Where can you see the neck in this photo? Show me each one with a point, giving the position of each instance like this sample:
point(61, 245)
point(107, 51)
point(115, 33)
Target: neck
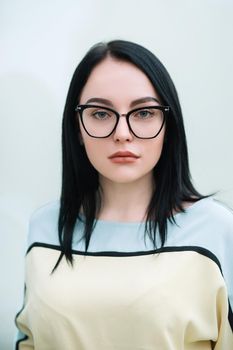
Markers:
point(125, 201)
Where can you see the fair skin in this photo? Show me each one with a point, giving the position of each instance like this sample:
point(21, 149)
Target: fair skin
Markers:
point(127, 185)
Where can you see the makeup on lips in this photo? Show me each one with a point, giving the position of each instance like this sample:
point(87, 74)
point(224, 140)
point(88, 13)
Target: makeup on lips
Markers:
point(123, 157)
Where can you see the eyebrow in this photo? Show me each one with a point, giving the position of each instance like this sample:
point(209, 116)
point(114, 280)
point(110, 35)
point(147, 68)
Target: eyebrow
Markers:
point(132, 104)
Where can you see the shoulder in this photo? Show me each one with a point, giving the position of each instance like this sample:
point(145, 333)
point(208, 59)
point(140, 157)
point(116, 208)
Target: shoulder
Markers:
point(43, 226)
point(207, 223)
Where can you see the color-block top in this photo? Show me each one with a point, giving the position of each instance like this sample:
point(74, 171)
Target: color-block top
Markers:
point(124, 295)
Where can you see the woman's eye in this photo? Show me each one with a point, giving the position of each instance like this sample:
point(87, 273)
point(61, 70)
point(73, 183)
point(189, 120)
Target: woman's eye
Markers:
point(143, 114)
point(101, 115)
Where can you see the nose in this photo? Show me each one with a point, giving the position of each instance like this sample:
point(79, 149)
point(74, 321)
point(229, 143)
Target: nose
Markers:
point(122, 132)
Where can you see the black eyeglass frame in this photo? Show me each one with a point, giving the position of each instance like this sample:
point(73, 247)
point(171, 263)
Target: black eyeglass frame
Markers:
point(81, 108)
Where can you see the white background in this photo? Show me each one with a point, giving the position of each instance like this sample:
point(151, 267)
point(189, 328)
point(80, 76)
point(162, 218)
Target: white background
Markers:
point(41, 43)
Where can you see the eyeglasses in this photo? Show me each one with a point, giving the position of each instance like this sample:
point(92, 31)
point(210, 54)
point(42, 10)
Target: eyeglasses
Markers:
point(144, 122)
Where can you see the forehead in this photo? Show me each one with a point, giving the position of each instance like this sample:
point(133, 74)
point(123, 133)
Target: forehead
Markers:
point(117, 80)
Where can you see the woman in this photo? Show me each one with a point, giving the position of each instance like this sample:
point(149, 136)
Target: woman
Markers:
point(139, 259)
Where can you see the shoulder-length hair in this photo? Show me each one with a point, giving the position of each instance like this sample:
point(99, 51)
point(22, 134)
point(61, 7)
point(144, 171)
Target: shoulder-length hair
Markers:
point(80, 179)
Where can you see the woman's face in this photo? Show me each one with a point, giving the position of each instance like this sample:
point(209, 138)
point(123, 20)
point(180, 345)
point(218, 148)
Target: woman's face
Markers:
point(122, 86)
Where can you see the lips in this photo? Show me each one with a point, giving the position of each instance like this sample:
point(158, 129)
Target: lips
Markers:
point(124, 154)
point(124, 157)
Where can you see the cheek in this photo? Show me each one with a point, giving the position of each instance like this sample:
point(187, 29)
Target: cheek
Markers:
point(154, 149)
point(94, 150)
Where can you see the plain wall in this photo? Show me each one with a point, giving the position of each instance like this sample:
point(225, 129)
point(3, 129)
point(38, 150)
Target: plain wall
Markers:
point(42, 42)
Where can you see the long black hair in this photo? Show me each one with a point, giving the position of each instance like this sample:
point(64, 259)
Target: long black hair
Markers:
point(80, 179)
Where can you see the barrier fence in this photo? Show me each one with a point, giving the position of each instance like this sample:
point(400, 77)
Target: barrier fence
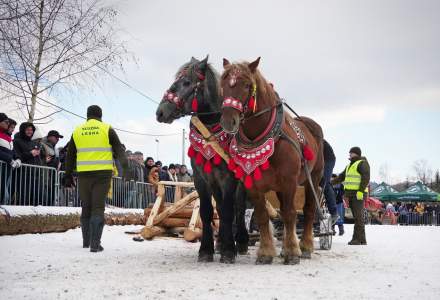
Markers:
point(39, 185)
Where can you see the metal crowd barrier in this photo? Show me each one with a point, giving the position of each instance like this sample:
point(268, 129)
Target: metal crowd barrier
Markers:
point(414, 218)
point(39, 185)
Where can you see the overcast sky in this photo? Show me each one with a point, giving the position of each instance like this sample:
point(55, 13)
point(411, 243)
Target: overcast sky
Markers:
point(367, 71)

# # # #

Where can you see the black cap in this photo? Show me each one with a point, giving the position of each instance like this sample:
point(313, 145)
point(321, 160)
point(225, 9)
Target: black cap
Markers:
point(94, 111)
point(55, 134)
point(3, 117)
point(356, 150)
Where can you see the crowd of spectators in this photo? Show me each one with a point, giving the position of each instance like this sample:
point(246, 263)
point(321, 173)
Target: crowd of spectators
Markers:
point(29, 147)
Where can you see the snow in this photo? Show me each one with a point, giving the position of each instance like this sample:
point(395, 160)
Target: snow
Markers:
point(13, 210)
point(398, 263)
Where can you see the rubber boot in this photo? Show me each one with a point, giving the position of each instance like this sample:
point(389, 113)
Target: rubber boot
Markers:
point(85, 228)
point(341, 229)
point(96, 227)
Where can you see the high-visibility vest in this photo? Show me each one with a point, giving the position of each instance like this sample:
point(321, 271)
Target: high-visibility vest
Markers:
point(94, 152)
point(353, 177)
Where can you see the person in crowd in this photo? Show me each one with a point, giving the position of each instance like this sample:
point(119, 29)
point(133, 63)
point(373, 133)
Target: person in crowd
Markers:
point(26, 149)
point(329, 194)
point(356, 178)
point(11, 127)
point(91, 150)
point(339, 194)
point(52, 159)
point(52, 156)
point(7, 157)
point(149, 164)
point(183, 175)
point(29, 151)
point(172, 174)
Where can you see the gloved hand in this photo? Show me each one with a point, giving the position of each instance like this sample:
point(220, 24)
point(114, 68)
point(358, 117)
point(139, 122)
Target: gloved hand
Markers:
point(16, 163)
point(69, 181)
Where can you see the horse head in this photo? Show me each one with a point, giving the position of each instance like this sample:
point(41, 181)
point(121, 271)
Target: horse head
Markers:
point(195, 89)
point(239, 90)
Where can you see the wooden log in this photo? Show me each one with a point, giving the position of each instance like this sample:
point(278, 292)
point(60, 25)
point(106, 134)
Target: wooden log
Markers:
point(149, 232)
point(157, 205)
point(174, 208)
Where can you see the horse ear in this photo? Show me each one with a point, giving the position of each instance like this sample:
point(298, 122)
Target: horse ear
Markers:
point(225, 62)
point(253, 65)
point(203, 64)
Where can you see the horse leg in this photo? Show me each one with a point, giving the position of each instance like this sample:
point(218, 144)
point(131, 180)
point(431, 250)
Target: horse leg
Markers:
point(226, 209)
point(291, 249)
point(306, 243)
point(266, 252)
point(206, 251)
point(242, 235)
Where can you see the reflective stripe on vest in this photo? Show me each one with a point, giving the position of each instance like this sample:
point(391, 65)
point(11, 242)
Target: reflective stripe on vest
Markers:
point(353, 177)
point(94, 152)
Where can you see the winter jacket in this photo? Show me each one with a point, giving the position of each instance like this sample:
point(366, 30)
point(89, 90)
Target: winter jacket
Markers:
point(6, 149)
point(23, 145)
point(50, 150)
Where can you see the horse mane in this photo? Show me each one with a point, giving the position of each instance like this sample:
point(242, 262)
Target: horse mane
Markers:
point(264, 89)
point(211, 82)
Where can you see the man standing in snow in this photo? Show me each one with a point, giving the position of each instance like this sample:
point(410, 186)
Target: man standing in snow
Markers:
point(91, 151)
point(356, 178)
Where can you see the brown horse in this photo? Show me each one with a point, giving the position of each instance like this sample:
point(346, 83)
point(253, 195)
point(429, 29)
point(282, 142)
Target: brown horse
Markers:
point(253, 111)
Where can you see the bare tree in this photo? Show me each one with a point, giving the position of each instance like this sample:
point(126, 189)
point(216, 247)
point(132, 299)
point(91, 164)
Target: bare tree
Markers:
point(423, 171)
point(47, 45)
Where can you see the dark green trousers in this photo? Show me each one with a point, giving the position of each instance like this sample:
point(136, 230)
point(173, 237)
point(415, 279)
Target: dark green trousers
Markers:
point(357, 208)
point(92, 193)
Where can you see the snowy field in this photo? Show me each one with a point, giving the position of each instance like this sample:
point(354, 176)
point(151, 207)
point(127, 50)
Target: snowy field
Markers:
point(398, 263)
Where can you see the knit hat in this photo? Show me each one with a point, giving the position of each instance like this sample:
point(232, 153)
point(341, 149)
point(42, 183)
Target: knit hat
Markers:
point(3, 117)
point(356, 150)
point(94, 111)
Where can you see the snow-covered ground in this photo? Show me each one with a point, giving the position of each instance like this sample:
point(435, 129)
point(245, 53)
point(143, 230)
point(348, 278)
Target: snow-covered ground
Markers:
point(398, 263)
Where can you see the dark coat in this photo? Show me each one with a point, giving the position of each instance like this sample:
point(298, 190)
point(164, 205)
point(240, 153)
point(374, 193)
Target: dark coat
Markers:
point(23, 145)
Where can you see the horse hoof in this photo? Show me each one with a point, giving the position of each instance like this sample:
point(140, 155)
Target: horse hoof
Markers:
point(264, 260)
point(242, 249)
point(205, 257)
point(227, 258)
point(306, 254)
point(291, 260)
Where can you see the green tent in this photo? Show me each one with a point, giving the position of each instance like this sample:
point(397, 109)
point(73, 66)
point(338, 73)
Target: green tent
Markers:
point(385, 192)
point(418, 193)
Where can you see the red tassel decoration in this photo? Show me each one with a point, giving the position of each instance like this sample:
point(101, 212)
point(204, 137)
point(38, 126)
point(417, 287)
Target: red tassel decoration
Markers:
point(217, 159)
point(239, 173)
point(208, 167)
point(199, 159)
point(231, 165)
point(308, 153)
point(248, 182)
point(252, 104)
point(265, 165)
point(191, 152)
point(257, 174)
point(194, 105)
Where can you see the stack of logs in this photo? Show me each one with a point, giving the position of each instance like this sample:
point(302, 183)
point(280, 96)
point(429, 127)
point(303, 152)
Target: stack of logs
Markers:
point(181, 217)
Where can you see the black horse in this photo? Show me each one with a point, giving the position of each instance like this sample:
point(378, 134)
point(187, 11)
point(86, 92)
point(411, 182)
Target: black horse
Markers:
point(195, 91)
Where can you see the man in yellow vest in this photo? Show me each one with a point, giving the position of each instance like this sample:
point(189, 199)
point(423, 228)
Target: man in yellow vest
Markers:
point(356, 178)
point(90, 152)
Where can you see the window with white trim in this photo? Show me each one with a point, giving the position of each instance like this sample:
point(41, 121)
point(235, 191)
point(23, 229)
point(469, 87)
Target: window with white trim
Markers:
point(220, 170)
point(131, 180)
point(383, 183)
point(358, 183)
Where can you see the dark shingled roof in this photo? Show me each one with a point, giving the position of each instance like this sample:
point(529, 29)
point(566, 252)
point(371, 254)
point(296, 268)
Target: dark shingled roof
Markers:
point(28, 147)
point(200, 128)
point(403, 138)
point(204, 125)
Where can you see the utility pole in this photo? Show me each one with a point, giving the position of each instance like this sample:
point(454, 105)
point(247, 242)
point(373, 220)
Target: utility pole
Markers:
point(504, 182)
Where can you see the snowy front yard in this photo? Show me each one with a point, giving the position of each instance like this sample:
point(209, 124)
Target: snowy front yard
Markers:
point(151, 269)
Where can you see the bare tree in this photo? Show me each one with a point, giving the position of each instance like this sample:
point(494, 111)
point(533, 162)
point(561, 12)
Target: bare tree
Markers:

# # # #

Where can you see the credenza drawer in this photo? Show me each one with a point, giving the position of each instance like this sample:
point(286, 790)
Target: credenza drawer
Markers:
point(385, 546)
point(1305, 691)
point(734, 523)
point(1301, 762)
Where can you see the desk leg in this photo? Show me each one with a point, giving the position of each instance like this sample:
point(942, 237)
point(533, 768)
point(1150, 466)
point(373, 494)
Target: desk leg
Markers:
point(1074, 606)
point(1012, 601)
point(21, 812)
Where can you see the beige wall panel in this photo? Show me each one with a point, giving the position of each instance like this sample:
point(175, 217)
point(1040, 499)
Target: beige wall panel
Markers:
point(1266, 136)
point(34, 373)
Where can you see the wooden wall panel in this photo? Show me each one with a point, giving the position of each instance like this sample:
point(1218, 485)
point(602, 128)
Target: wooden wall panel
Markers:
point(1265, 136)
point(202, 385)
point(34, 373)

# # # #

What is expected: Keeping every character as it is, restate the lines above that run from the line with "Where can you see the wooden log" through the line with "Target: horse mane", both included, and nothing else.

Solved exercise:
Where can you see the wooden log in this photo? Show me each one with a point, giving the position of each instance like this sample:
point(278, 292)
point(60, 25)
point(106, 134)
Target: wooden log
Markers:
point(149, 232)
point(157, 205)
point(174, 208)
Where can you see the horse ear in this photo? Show me each one with a point, giving the position of each instance like this sample:
point(298, 122)
Target: horse ear
Markers:
point(225, 62)
point(253, 65)
point(203, 64)
Where can you see the horse leg in this photo? Show me each one with a point, giving the position of each instance like this sample:
point(218, 144)
point(131, 180)
point(431, 250)
Target: horse leg
Markers:
point(226, 209)
point(291, 249)
point(306, 243)
point(266, 252)
point(206, 251)
point(242, 235)
Where can you see the reflective stripe on vest in this photo? Show me each one with a point, giving the position of each instance like this sample:
point(391, 65)
point(11, 242)
Target: reflective stripe on vest
Markers:
point(353, 177)
point(94, 152)
Where can you see the winter jacket in this photo? Show me each one with a point, giving the position of each instance like this sample:
point(366, 30)
point(89, 90)
Target: winter jacket
Markers:
point(6, 149)
point(23, 145)
point(50, 150)
Where can you see the horse mane in this photo? Show me each one with a point, giving the position of each instance like this sample:
point(242, 262)
Target: horse mane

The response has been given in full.